> [What you will do]: Echo each of the following items line for line, with no changes.

Collected data:
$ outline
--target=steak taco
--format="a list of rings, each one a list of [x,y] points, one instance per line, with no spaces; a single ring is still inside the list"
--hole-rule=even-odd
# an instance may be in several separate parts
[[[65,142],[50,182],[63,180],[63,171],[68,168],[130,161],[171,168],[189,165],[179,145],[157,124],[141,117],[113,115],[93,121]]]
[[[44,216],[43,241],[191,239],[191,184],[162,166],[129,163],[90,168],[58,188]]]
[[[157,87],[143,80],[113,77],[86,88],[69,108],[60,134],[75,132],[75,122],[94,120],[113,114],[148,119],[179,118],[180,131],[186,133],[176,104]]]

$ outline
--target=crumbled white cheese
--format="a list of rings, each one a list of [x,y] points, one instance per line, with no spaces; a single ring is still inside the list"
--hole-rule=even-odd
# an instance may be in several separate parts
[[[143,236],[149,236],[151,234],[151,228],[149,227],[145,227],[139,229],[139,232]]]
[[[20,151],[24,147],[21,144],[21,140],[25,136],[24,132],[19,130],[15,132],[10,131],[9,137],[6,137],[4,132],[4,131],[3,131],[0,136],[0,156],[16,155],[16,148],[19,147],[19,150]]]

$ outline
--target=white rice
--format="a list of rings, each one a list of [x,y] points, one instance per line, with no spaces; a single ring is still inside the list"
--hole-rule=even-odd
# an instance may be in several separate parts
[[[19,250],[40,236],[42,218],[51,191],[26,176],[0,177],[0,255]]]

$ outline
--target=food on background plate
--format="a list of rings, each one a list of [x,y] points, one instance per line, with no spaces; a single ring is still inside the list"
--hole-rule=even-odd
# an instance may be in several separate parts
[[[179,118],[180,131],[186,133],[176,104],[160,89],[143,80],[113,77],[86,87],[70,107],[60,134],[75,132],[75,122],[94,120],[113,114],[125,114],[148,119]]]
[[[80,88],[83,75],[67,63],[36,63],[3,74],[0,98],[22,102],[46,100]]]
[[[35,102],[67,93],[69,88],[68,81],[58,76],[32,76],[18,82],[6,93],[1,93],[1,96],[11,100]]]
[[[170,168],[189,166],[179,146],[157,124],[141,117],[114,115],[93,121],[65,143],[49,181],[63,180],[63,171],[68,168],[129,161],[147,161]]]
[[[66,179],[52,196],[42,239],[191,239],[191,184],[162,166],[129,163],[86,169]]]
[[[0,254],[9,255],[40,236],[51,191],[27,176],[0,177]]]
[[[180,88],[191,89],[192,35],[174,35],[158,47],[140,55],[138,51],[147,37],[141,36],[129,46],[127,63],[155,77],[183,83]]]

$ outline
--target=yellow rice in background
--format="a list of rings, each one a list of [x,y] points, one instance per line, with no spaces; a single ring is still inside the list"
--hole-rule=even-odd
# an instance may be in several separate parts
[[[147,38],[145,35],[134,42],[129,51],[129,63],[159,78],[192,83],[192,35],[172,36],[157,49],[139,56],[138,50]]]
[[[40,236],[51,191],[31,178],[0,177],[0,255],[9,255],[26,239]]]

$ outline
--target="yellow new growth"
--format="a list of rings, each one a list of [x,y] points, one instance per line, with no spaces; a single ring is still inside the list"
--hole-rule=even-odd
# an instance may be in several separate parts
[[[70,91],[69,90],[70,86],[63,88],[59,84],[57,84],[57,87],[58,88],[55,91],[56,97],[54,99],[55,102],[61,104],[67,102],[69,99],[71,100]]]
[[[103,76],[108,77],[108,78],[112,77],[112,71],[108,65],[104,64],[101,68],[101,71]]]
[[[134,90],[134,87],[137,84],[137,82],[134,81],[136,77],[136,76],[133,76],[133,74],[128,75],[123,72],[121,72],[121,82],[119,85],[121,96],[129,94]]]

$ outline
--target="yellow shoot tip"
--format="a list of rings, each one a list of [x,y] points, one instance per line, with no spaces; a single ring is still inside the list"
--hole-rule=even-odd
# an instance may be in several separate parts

> [Expected output]:
$ outline
--target=steak taco
--format="a list of rings, each one a list of [x,y] points, one instance per line, with no spaces; a single ring is still inside the list"
--hole-rule=even-odd
# an instance may be in several separate parts
[[[65,142],[50,182],[63,180],[63,171],[68,168],[130,161],[171,168],[189,165],[179,145],[157,124],[141,117],[113,115],[93,121]]]
[[[44,216],[43,241],[191,239],[191,184],[162,166],[129,163],[90,168],[58,188]]]
[[[157,87],[143,80],[113,77],[86,88],[69,108],[60,134],[75,132],[75,122],[94,120],[113,114],[148,119],[179,118],[180,131],[186,133],[176,104]]]

$ outline
--target=crumbled white cheese
--format="a list of rings, each one a list of [x,y] points, one instance per line, with no spaces; a single ring is still inside the list"
--hole-rule=even-odd
# an instance may be in several separate parts
[[[143,236],[149,236],[151,234],[151,228],[149,227],[145,227],[139,229],[139,232]]]
[[[20,151],[24,147],[21,144],[21,140],[25,136],[24,132],[19,130],[15,132],[10,131],[9,137],[6,137],[4,132],[4,131],[3,131],[0,136],[0,156],[16,155],[16,148],[19,147],[19,150]]]

$ outline
--target=white rice
--format="a list of rings, each one a list of [x,y] points, one instance per line, with no spaces; a single ring is still inside the list"
--hole-rule=even-odd
# an instance may be in several separate parts
[[[19,250],[40,236],[42,218],[51,191],[26,176],[0,177],[0,255]]]

$ outline
--target=food on background plate
--format="a list of rings, each one a list of [x,y] points, one instance per line, with no spaces; a single ring is still inside the list"
--hole-rule=even-odd
# an instance may be in several separate parts
[[[179,118],[180,131],[186,133],[176,104],[160,89],[143,80],[113,77],[86,87],[70,107],[60,134],[75,132],[75,122],[94,120],[113,114],[125,114],[148,119]]]
[[[80,88],[83,75],[67,63],[36,63],[3,74],[0,98],[22,102],[46,100]]]
[[[35,102],[67,93],[69,88],[68,81],[58,76],[32,76],[18,82],[6,93],[1,93],[1,96],[11,100]]]
[[[170,168],[189,166],[179,146],[157,124],[141,117],[114,115],[93,121],[65,143],[49,181],[63,180],[63,171],[68,168],[129,161],[147,161]]]
[[[66,179],[52,196],[42,239],[191,239],[191,184],[162,166],[129,163],[86,169]]]
[[[0,254],[9,255],[40,236],[51,191],[27,176],[0,177]]]
[[[180,88],[191,89],[192,35],[174,35],[158,47],[140,55],[138,51],[147,37],[141,36],[129,46],[127,63],[155,77],[183,83]]]

$ outline
--target=yellow rice in background
--format="a list of rings, each one a list of [x,y] points, one instance per line, with no spaces; a single ring is still inside the list"
--hole-rule=even-odd
# an instance may be in several separate parts
[[[147,38],[145,35],[134,42],[129,51],[129,63],[159,78],[192,83],[192,35],[172,36],[157,49],[139,56],[138,50]]]
[[[40,236],[51,191],[31,178],[0,177],[0,255],[9,255],[26,239]]]

$ outline
--target="yellow new growth"
--format="a list of rings, each one a list of [x,y] points, one instance per line, with no spaces; a single ring is still inside the list"
--hole-rule=even-odd
# an instance may be in several separate parts
[[[70,91],[69,90],[70,86],[63,88],[59,84],[57,84],[57,87],[58,88],[55,91],[56,97],[54,99],[55,102],[61,104],[67,102],[69,99],[71,100]]]
[[[103,76],[108,77],[108,78],[112,77],[112,71],[108,65],[104,64],[101,68],[101,71]]]
[[[134,90],[134,87],[137,84],[137,82],[134,81],[136,77],[136,76],[133,76],[133,74],[128,75],[123,72],[121,72],[121,82],[119,85],[121,96],[129,94]]]

$ outline
--target="yellow shoot tip"
--format="a list of rings, each one a list of [x,y] points, one instance per line, with no spaces; a single ring is still inside the list"
--hole-rule=even-odd
# an instance may be in several separate parts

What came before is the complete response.